*REQUIREMENTS*: Copy the part of the data that opens with the line containing "Which pixel lies on the chair front" and closes with the line containing "pixel 941 623", swapping "front leg" for "rear leg" and keeping everything else the same. Leave the pictures out of your answer.

*TASK DATA*:
++++

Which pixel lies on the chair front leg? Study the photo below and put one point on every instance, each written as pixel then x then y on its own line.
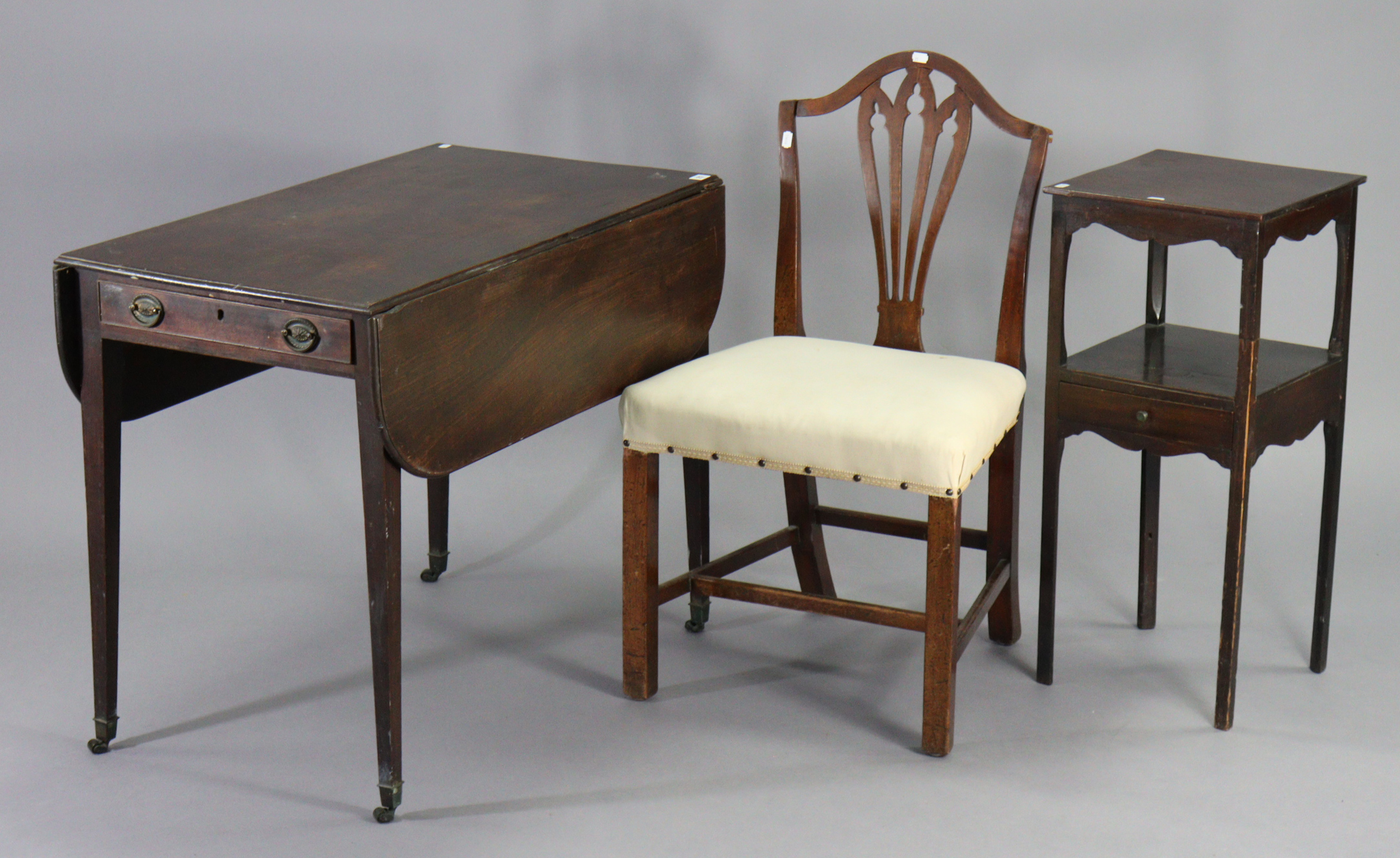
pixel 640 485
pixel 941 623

++++

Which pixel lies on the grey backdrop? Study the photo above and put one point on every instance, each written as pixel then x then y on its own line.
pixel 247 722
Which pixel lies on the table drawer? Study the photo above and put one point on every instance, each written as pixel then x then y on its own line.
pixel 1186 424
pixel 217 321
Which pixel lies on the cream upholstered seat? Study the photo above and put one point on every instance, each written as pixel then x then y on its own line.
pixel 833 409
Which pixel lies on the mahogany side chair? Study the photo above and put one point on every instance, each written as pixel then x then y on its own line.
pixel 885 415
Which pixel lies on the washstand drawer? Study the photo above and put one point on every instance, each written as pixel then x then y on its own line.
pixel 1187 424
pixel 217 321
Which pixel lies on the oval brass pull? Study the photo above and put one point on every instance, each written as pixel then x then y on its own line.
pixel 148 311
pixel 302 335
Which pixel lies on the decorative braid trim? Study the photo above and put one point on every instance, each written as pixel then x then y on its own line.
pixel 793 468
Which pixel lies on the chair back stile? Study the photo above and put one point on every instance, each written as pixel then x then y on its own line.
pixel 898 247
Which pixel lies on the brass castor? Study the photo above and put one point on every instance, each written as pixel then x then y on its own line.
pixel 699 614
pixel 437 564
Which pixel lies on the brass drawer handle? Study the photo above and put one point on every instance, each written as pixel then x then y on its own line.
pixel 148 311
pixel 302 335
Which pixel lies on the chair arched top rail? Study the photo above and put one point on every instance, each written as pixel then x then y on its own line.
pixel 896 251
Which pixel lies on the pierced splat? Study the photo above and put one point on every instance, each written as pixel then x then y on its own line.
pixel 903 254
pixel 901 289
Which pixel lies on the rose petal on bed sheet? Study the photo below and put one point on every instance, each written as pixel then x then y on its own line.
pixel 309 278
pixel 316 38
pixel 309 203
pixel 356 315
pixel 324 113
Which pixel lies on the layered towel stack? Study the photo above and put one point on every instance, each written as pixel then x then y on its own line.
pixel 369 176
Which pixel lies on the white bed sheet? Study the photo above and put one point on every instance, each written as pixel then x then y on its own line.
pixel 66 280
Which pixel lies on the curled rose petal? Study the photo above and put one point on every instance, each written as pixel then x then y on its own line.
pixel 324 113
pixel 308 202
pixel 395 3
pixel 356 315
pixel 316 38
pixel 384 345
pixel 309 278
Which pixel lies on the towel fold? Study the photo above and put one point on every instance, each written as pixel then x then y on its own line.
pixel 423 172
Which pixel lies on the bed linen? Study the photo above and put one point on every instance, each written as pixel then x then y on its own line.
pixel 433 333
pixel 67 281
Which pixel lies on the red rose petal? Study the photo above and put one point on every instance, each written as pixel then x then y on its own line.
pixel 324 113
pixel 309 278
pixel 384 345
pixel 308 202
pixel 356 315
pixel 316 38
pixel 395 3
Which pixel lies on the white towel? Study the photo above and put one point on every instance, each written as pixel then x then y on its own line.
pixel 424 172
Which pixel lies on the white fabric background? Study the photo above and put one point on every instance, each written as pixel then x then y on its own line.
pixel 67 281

++++

*FINISHED TASK*:
Which pixel lies on the chair rear leg? Study the photo below and put one point on every instance, each written as pixel then x then y on its own line.
pixel 640 485
pixel 941 623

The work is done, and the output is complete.